**ENTRIES PROVIDED:**
_ _ _ _ _ _ _
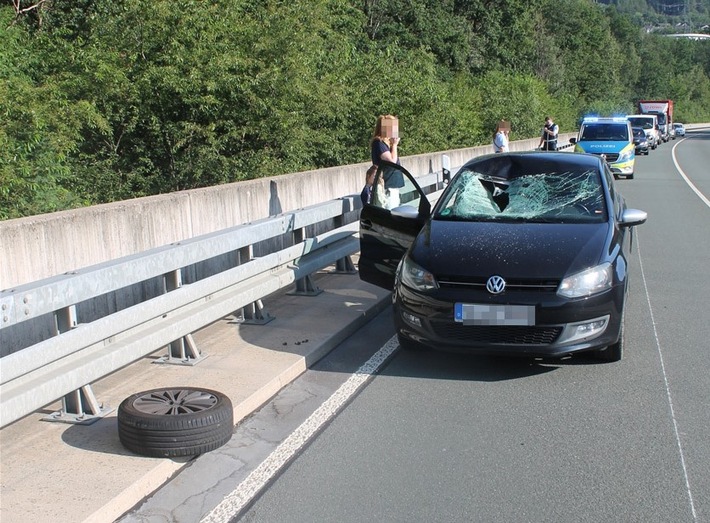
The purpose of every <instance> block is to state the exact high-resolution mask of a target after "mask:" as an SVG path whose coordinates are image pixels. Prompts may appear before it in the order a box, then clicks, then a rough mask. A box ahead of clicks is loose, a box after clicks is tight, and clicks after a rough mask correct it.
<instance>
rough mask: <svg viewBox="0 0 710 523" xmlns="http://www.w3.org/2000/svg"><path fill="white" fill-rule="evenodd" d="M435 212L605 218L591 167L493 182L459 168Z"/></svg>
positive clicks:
_ _ _ _ _ _ _
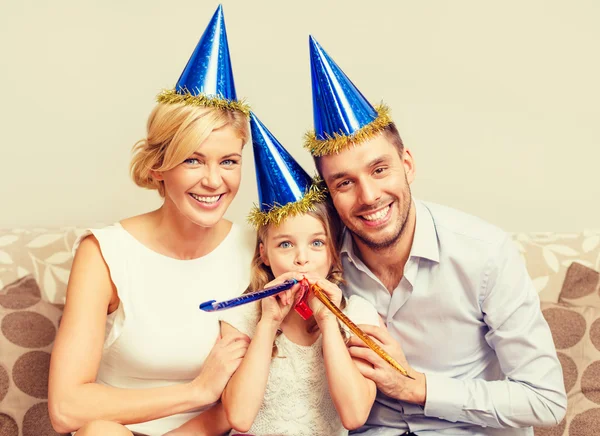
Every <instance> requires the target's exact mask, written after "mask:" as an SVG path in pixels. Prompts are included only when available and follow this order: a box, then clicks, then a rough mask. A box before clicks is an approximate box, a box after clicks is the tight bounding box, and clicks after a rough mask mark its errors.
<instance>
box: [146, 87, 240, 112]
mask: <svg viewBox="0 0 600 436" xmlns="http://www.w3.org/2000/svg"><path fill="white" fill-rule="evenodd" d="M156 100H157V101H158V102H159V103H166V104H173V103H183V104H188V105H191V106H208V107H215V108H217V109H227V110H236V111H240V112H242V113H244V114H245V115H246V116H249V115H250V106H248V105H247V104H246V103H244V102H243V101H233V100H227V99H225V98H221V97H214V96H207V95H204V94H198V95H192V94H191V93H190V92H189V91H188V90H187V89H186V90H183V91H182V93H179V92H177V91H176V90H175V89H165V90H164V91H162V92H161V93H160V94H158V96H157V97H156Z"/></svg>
_ _ _ _ _ _ _
**EXERCISE:**
Count how many lines in the entries contain the string "whose", matching case exactly. Give only the number.

**ANSWER BOX:**
1